§ **Excerpt provided**
□ □ □ □ □ □ □
Board pearl: A 45-year-old man with knee chondrocalcinosis, skin hyperpigmentation, and diabetes → hereditary hemochromatosis — order transferrin saturation and ferritin, then HFE gene testing. The arthropathy is often the presenting feature.

— 78-year-old woman, day 3 post-hip arthroplasty, develops hot swollen knee, T 38.2°C, WBC 12,000. Aspirate shows 25,000 WBC, rhomboid weakly positively birefringent crystals, negative Gram stain. Answer: intra-articular triamcinolone after culture sent; supportive care.
— 72-year-old with CKD stage 3 on chronic colchicine for pseudogout prophylaxis is prescribed clarithromycin for pneumonia; presents 5 days later with diarrhea, myalgias, pancytopenia. Answer: colchicine toxicity from CYP3A4/P-gp inhibition; stop colchicine, supportive care, switch antibiotic to azithromycin.
— 42-year-old man with recurrent wrist and knee arthritis, X-ray shows chondrocalcinosis, MCP hook osteophytes, hepatomegaly, elevated AST/ALT. Answer: hereditary hemochromatosis; check transferrin saturation and ferritin, HFE genotype, therapeutic phlebotomy.
□ □ □ □ □ □ □
§ **Data under study**

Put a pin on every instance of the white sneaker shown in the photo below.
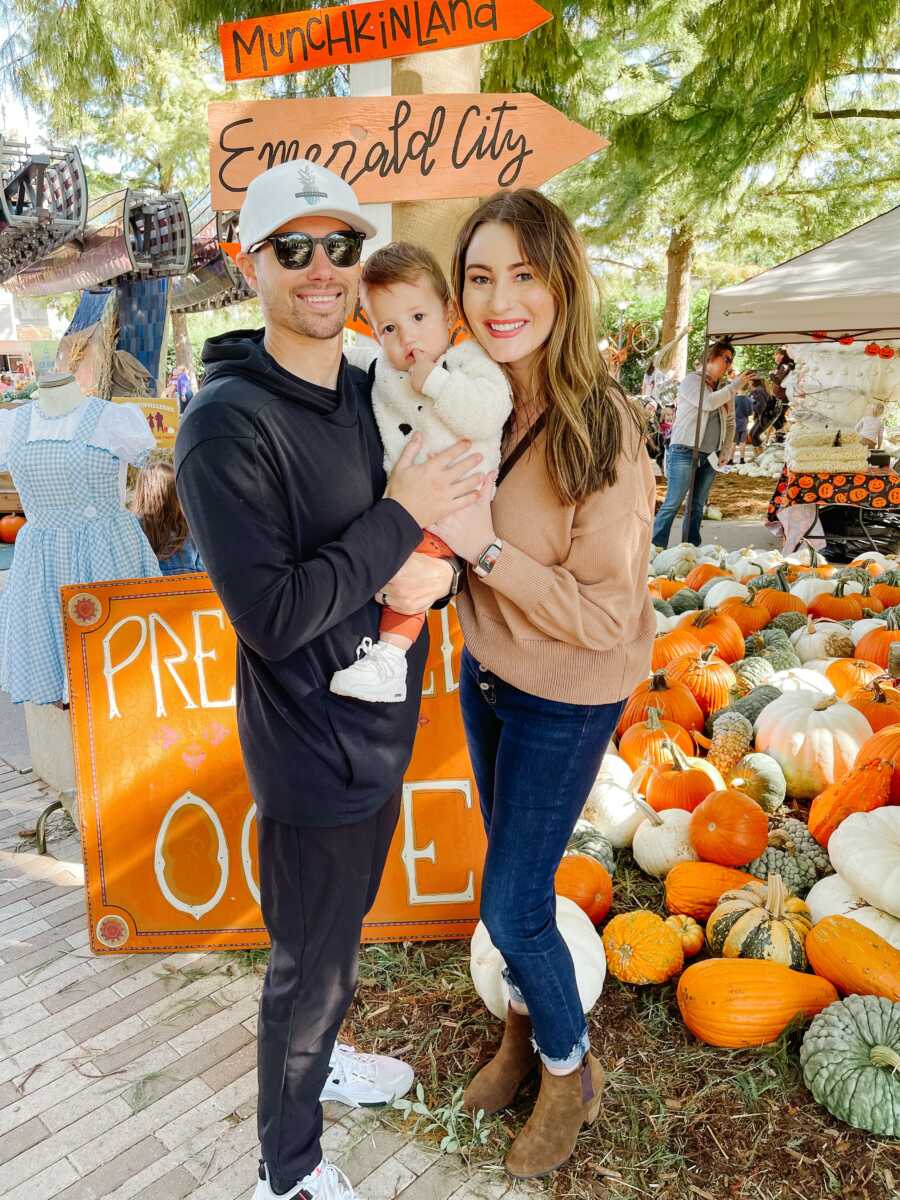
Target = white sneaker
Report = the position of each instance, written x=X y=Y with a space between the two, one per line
x=365 y=1080
x=327 y=1182
x=379 y=673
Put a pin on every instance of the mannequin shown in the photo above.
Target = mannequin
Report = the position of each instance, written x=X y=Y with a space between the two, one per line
x=58 y=394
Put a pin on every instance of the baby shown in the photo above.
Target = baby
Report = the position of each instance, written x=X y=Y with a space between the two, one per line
x=871 y=426
x=421 y=385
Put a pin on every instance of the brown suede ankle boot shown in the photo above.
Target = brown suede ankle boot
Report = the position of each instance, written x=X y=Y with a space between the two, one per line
x=496 y=1085
x=565 y=1103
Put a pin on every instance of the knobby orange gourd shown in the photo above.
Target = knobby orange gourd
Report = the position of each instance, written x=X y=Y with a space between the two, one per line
x=863 y=789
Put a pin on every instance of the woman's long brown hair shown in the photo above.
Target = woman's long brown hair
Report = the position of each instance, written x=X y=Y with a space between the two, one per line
x=156 y=507
x=591 y=421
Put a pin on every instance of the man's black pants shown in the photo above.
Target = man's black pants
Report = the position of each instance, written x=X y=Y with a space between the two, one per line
x=316 y=886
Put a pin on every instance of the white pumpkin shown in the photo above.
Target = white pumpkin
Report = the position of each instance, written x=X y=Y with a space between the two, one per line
x=585 y=945
x=865 y=852
x=611 y=805
x=833 y=897
x=822 y=640
x=677 y=558
x=661 y=840
x=864 y=625
x=814 y=738
x=724 y=591
x=801 y=679
x=665 y=623
x=811 y=586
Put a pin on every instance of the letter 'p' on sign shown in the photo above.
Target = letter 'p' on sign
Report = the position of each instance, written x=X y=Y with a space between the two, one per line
x=364 y=33
x=168 y=825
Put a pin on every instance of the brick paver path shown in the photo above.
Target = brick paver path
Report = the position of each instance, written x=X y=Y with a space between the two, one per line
x=133 y=1077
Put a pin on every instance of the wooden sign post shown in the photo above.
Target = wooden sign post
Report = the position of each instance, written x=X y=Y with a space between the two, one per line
x=363 y=33
x=397 y=148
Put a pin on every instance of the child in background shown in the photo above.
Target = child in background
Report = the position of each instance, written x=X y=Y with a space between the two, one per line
x=156 y=507
x=423 y=385
x=870 y=427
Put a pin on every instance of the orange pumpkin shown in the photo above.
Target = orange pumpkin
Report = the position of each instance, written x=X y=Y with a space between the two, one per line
x=691 y=934
x=840 y=606
x=863 y=789
x=641 y=948
x=671 y=645
x=885 y=744
x=673 y=700
x=853 y=958
x=845 y=675
x=708 y=678
x=646 y=741
x=693 y=889
x=703 y=573
x=676 y=784
x=747 y=1002
x=719 y=628
x=729 y=828
x=587 y=882
x=10 y=527
x=879 y=703
x=748 y=615
x=875 y=646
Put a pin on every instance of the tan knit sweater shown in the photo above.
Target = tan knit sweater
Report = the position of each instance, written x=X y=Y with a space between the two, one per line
x=565 y=612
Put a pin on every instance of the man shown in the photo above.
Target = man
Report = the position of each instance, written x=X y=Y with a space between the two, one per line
x=280 y=474
x=714 y=438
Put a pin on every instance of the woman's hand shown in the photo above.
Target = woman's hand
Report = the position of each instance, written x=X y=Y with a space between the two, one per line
x=469 y=531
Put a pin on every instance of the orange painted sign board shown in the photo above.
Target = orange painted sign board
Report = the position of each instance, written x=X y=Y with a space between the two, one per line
x=396 y=148
x=364 y=33
x=168 y=825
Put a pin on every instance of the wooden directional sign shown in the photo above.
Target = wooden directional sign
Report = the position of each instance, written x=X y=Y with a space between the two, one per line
x=397 y=148
x=361 y=33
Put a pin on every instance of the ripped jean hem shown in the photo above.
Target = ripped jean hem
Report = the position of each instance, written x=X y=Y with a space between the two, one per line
x=576 y=1055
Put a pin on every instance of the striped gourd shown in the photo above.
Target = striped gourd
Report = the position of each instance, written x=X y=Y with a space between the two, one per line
x=761 y=921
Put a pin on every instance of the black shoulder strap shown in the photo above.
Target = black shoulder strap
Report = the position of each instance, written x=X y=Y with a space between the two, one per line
x=523 y=445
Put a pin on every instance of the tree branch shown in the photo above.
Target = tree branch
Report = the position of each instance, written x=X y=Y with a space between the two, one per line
x=835 y=114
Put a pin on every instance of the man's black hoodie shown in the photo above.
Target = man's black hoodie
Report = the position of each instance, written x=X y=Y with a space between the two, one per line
x=282 y=483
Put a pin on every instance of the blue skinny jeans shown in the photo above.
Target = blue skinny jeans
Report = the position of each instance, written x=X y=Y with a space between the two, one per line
x=534 y=762
x=678 y=473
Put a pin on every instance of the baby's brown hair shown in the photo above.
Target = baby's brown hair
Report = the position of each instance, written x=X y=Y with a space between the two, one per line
x=401 y=262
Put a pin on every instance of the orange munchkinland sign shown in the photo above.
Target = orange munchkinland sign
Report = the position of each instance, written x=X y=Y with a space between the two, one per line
x=363 y=33
x=396 y=148
x=168 y=823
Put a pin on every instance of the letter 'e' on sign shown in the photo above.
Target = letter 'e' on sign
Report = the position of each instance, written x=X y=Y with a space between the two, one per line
x=397 y=148
x=364 y=33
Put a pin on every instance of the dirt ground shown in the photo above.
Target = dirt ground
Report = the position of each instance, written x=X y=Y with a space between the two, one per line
x=739 y=497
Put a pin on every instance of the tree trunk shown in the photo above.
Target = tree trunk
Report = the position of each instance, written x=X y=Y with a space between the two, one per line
x=435 y=223
x=184 y=351
x=679 y=257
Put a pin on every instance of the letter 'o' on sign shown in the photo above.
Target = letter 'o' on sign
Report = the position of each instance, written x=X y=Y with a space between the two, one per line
x=364 y=33
x=191 y=857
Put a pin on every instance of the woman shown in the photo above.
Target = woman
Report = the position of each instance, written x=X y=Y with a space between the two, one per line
x=558 y=627
x=156 y=507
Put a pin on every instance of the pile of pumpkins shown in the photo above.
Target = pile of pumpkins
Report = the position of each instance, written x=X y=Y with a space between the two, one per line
x=756 y=774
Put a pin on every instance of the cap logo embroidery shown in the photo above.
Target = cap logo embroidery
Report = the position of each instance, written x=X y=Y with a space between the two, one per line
x=310 y=193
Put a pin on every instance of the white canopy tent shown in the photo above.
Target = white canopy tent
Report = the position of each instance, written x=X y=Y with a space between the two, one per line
x=847 y=287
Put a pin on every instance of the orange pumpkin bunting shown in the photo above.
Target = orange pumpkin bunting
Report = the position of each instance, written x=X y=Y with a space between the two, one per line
x=729 y=828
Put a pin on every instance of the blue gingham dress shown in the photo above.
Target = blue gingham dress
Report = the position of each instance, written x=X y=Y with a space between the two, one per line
x=77 y=532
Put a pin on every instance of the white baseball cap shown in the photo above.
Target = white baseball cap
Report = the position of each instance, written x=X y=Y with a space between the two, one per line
x=298 y=189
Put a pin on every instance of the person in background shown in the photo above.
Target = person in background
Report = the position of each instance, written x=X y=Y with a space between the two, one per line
x=156 y=507
x=713 y=441
x=743 y=411
x=870 y=426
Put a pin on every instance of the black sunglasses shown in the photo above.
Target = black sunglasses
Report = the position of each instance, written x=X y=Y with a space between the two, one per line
x=294 y=251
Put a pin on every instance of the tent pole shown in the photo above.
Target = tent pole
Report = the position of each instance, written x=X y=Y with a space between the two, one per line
x=695 y=460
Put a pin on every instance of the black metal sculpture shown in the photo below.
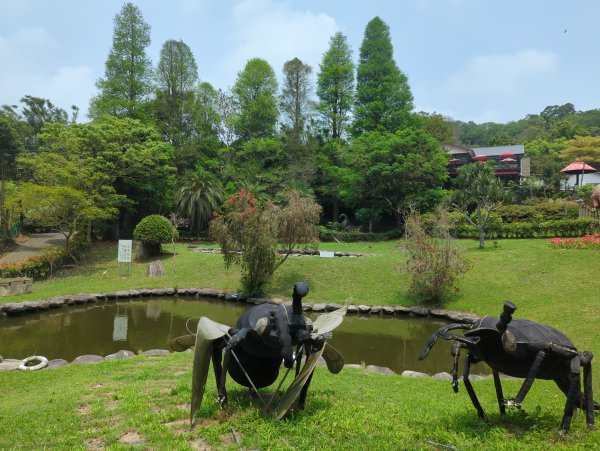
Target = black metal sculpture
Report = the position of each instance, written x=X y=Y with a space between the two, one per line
x=264 y=336
x=526 y=349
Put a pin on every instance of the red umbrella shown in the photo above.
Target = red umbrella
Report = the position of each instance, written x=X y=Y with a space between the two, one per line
x=578 y=167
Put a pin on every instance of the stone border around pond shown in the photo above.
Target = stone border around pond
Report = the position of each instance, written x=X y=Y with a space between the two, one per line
x=20 y=308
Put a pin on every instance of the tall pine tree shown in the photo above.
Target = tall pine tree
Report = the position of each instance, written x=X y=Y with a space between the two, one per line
x=127 y=82
x=383 y=97
x=335 y=86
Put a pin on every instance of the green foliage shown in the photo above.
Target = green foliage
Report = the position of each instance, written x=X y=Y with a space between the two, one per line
x=478 y=189
x=127 y=82
x=199 y=195
x=391 y=171
x=335 y=86
x=254 y=94
x=433 y=261
x=176 y=76
x=533 y=229
x=546 y=210
x=154 y=229
x=251 y=233
x=383 y=97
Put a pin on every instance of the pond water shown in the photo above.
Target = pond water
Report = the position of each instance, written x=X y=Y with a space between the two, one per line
x=140 y=325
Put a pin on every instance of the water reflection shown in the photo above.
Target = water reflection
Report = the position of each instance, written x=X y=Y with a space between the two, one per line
x=108 y=327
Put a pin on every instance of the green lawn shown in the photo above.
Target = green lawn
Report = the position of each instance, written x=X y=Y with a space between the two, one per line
x=95 y=405
x=147 y=399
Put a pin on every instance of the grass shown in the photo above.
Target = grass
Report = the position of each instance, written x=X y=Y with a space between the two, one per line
x=149 y=397
x=144 y=402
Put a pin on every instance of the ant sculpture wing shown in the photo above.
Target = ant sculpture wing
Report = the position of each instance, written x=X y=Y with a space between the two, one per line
x=207 y=332
x=322 y=326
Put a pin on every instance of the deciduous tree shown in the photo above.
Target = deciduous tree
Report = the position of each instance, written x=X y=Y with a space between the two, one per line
x=254 y=93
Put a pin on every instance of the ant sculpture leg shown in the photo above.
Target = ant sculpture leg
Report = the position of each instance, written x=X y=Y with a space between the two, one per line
x=531 y=375
x=469 y=387
x=220 y=370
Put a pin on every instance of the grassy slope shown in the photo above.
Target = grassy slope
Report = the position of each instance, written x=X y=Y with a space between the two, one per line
x=149 y=396
x=101 y=402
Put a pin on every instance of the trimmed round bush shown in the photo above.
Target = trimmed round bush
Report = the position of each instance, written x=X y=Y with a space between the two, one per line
x=153 y=230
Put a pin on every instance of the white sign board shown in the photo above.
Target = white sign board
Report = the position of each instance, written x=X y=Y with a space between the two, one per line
x=124 y=251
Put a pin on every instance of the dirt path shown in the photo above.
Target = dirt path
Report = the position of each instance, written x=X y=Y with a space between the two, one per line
x=33 y=246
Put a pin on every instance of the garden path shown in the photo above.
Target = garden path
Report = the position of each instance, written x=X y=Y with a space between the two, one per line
x=33 y=246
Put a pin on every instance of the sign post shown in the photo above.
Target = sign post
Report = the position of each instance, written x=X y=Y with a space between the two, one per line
x=124 y=255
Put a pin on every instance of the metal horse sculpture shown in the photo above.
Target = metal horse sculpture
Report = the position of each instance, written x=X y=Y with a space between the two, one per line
x=252 y=352
x=526 y=349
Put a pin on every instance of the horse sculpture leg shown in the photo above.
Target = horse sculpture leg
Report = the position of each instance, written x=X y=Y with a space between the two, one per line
x=572 y=395
x=469 y=387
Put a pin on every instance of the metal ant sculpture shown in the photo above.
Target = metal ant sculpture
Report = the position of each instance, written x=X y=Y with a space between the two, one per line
x=526 y=349
x=264 y=336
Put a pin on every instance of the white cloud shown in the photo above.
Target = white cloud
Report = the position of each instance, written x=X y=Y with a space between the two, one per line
x=28 y=70
x=277 y=32
x=501 y=74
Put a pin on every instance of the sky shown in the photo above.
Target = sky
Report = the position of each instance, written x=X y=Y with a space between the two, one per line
x=472 y=60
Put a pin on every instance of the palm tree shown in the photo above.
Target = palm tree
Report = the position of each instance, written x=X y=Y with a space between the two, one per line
x=200 y=194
□ □ □ □ □ □ □
§ **Directions for this task**
Answer these questions from the board review notes.
(a) What crystals did the knee aspirate show in the 78-year-old woman after hip arthroplasty?
(b) Which antibiotic should replace clarithromycin for the 72-year-old on chronic colchicine?
(c) In the board pearl, which tests should be ordered first for suspected hereditary hemochromatosis?
The records have no connection to the board review notes.

§ **The completed task**
(a) Rhomboid weakly positively birefringent crystals.
(b) Azithromycin.
(c) Transferrin saturation and ferritin, followed by HFE gene testing.